** start of Exercise input **

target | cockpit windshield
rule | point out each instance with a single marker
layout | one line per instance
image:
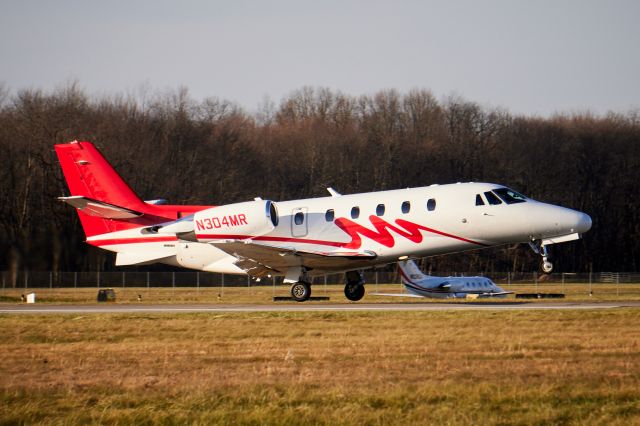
(509, 196)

** end of Exercise input **

■ **What to do**
Present the lines of the item above as a numbered list, skipping any blank lines. Leave the picture out of the answer.

■ **Result of this exercise**
1. target | cockpit windshield
2. rule | point out each instance with a single marker
3. layout | one line per instance
4. image:
5. (509, 196)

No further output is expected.